GOAL OF THE EXERCISE
Please gather every line of the data below that contains the word "metal", and copy each one in full. Case counts, so match only that exact capitalization.

DATASET ENTRIES
= = = =
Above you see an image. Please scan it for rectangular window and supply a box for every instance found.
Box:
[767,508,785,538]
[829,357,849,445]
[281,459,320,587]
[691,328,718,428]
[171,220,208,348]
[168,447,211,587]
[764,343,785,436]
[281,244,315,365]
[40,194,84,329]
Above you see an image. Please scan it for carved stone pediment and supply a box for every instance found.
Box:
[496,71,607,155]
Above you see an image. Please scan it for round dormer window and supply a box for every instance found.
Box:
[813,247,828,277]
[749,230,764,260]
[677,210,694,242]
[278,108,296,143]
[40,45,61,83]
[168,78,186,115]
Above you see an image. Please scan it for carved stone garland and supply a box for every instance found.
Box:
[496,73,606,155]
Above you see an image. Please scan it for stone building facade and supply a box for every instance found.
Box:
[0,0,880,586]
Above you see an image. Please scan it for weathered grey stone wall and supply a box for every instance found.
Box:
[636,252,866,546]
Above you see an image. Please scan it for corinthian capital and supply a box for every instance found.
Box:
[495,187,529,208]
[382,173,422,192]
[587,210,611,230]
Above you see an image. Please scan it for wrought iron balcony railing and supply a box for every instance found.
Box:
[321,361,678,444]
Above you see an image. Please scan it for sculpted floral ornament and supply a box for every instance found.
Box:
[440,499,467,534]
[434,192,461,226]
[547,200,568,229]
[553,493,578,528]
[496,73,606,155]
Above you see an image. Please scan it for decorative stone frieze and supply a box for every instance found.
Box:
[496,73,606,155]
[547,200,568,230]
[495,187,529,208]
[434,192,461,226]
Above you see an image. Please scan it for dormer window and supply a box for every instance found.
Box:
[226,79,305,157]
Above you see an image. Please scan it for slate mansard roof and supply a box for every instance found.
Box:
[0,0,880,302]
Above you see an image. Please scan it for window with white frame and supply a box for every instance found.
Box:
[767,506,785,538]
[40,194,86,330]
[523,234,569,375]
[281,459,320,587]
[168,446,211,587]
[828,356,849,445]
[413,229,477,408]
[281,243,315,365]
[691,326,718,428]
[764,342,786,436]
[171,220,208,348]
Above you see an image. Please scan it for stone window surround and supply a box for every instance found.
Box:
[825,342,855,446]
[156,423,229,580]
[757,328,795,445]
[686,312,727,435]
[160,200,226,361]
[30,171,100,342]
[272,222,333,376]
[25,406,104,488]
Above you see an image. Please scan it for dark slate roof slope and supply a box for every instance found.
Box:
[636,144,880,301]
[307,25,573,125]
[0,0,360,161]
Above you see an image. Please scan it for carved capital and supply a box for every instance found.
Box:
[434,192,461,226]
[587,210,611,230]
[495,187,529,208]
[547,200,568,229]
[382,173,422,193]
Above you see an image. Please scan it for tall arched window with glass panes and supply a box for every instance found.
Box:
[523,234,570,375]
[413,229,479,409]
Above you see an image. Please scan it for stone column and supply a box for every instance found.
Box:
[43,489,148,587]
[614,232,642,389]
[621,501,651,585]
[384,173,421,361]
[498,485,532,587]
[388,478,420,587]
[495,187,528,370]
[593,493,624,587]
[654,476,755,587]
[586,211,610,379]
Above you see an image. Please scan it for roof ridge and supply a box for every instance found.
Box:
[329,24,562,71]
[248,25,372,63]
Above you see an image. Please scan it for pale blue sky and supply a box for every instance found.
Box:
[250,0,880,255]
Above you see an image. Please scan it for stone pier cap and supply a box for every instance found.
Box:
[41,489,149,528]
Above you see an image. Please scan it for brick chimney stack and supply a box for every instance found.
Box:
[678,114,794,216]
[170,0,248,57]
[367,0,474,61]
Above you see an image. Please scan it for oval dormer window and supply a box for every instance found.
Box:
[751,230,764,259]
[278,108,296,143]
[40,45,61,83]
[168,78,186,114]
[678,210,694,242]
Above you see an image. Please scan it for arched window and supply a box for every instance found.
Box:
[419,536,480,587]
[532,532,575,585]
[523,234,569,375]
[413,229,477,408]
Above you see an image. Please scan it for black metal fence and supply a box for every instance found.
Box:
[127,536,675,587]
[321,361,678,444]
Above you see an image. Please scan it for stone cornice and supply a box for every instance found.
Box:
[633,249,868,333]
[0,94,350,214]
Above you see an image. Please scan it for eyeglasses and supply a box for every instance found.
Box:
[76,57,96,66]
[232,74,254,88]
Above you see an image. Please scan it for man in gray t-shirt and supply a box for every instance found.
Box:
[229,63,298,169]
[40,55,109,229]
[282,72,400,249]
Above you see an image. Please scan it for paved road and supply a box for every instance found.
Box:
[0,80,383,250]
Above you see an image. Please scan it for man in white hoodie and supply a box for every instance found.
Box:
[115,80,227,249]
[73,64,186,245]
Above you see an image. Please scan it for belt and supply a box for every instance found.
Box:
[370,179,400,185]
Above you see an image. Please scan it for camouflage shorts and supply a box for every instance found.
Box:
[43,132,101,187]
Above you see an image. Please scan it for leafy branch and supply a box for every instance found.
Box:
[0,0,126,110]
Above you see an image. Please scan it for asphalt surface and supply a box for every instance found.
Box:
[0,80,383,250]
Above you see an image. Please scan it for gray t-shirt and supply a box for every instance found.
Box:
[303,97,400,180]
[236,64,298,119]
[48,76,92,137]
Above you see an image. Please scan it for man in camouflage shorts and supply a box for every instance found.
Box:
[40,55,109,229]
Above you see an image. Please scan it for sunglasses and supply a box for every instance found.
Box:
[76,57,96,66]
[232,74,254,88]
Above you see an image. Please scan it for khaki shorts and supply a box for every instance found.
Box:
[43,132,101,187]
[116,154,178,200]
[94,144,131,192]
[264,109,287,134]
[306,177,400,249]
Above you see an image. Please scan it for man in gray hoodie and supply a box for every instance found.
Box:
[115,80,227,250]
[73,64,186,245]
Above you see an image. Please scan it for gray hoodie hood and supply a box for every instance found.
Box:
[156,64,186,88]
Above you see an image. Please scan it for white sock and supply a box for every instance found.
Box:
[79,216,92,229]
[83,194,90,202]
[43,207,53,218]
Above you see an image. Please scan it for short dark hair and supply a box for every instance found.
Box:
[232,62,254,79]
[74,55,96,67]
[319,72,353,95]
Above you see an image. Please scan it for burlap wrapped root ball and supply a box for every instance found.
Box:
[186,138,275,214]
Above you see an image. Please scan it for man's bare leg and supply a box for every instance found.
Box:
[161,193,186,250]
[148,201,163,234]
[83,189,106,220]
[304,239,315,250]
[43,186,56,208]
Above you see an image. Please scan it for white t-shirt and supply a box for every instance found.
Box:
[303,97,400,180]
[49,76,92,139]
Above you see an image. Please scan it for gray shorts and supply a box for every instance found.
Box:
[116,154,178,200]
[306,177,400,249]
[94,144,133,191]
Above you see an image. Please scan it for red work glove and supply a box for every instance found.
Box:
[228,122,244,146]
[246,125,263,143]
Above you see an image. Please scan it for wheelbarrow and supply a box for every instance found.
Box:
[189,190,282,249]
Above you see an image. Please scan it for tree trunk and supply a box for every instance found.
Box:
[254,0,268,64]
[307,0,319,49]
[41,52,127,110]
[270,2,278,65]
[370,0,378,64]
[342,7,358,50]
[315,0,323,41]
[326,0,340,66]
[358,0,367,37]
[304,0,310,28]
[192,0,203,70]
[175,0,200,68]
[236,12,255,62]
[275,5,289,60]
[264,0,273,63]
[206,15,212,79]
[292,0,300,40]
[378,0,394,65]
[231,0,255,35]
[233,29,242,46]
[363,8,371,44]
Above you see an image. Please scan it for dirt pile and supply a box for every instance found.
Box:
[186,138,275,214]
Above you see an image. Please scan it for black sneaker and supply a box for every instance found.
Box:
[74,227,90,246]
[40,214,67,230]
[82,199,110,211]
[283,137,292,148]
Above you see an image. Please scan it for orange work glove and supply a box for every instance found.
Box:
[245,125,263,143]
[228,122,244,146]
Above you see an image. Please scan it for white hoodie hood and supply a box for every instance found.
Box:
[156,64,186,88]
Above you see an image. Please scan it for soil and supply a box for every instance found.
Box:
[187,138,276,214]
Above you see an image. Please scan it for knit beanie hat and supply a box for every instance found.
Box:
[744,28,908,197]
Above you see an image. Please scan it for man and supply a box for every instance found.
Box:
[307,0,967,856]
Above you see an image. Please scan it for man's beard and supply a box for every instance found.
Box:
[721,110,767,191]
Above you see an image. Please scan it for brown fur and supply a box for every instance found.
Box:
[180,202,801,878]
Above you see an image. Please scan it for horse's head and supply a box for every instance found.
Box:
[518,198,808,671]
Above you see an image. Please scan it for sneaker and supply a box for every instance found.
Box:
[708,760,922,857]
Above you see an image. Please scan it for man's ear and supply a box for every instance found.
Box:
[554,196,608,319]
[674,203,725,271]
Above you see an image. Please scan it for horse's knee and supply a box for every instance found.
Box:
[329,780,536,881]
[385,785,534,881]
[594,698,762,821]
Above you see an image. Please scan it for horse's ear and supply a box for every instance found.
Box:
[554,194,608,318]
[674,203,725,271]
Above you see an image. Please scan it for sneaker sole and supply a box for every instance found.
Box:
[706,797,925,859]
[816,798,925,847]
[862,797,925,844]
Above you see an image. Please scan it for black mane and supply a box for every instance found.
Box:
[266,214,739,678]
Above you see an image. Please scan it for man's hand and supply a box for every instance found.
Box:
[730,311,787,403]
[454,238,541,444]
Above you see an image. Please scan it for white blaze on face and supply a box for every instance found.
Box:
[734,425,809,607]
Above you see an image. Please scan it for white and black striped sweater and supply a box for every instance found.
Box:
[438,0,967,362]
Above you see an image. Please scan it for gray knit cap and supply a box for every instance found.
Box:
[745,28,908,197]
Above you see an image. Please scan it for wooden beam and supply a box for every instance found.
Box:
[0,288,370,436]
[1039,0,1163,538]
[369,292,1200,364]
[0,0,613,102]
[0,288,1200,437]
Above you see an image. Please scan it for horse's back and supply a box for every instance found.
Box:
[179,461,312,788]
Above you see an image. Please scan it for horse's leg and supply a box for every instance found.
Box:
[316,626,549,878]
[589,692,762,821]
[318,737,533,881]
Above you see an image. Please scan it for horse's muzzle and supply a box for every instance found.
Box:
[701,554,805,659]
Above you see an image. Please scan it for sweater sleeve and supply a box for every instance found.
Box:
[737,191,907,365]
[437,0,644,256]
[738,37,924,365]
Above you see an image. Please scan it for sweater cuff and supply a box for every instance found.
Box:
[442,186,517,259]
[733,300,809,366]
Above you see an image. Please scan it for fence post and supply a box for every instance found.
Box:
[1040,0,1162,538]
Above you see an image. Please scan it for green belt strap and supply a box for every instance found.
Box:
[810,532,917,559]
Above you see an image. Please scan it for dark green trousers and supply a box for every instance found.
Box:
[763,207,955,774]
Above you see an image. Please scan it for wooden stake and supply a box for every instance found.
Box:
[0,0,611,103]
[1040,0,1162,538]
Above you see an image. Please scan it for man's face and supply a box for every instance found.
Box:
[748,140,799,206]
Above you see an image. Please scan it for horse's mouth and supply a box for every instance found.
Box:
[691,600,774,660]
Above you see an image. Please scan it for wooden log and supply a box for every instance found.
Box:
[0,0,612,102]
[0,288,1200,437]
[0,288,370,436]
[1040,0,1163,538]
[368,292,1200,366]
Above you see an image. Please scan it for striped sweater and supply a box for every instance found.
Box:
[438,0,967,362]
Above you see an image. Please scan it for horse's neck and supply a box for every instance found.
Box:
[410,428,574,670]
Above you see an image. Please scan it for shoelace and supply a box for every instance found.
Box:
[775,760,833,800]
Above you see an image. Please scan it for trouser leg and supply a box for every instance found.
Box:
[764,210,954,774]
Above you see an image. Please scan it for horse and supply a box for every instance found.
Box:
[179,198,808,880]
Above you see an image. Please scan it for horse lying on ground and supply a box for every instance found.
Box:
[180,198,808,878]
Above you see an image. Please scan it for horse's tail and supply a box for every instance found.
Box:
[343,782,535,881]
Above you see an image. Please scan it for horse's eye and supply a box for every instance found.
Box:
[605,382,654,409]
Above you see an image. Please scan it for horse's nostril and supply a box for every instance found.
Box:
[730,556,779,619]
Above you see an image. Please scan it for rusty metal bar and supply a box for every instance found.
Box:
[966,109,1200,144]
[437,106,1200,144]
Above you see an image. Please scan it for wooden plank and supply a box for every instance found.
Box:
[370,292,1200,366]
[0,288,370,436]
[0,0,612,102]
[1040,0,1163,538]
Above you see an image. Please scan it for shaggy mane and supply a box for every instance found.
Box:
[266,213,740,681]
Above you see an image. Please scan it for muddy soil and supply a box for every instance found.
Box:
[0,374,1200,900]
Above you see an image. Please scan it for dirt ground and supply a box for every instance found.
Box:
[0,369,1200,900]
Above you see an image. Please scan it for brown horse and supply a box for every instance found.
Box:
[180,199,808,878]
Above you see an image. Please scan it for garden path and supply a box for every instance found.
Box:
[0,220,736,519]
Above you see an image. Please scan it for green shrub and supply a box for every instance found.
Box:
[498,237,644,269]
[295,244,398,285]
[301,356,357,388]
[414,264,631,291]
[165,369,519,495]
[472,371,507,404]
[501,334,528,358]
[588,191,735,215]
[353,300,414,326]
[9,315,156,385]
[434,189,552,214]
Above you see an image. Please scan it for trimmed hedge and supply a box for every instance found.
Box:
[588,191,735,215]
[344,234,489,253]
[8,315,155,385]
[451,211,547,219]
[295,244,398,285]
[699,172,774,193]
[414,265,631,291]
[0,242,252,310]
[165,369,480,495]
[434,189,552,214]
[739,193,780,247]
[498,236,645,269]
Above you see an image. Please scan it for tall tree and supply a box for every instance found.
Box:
= = = =
FINISHED TASK
Above you see an image. Please scan it for black metal fence and supply a box for every instance found.
Above you see an image. Please scan it for rusty metal bar and supply a box for every instance found.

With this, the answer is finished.